Sunday 21 April 2024

10 favourite novels


 I read Betsy Byars' "The Eighteenth Emergency" at junior school and is my first favourite novel that I still love. Byars' books often present the melancholy of childhood with irreverent humour. This was my very first experience of writing truly speaking to me.

First read Emily Bronte's "Wuthering Heights" at school. Its tale of domestic horror, of what people in a household do each other ladled with a dash of Gothic has an unforgettable cruelty and atmosphere. Everyone goes on about Heathcliff and Cathy, but that's only half the story as it is also about their poisonous legacy. Romantic? Pfft.

It seems that George Orvwell's "1984" will always be prescient. 

Marlon James' "A Brief History of Seven Killings" is a brand new favourite. Its multi-prespectives and prose are often breath-taking.

It was only on a second read that I realised the humour in "The Remains of the Day", and how truly sad it is in conclusion, speaking of a life lost to repression. Maybe that's to do with getting older?

When I was studying Holocaust fiction at university, I read a lot of devastating text, but it was Robert Frister's memoir "The Cap, or a price of a life" that made my blood run cold and my draw drop in equal measure. 

The density, plotting, era recreation and obsessive undertow of James Ellroy's work is stunning, and although his later work can verge on the impregnable, it was "L.A. Confidential" that made me a fan.

I read Philip K. Dick's "Do Androids Dream of Electric Sheep" in my early teens. I already knew science-fiction was the brainiest (that it wasn't just pulp) but Dick's work told me that no matter how dazzling the future would be, downbeat societies and human existential angst would be a constant.

Every chapter in Gunter Grass' "The Tin Drum" felt like a novel in itself. (And the film barely covered much of it.)

John Ajvide Lindqvist's "Let the Right One In" is just a definitive horror bildungsroman. (And the film couldn't cover all of it.)

Saturday 20 April 2024

Monkey Man


Monkey Man

Director ~ Dev Patel

Writers ~ Dev Patel, Paul Angunawela, John Collee

2024, United States-Canada-Singapore-India

Stars ~ Dev Patel, Sharlto Copley, Pitobash

 

‘Slumdog Wick’, where the earnestness of themes such as political and religious corruption blend with action movie excess-bonkersness. Quite deftly too, so it never feels as unintentionally humorous as many action thrillers do when trying to be serious. Although it does rely on Comedy Small Guy and a supercharged tuktuk for yucks. The plotting and planning of the first half are perhaps more captivating than the more fist-first approach of the second half, but it never slacks as it hurtles through its intent and genre tropes.

# Raw data

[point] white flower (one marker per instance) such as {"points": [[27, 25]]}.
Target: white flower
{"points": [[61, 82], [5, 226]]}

# Exercise description
Copy the blog entries word for word from "The density, plotting, era" to "be a constant.". This material comes from a separate source, unrelated to the blog entries.

# Your response
The density, plotting, era recreation and obsessive undertow of James Ellroy's work is stunning, and although his later work can verge on the impregnable, it was "L.A. Confidential" that made me a fan.

I read Philip K. Dick's "Do Androids Dream of Electric Sheep" in my early teens. I already knew science-fiction was the brainiest (that it wasn't just pulp) but Dick's work told me that no matter how dazzling the future would be, downbeat societies and human existential angst would be a constant.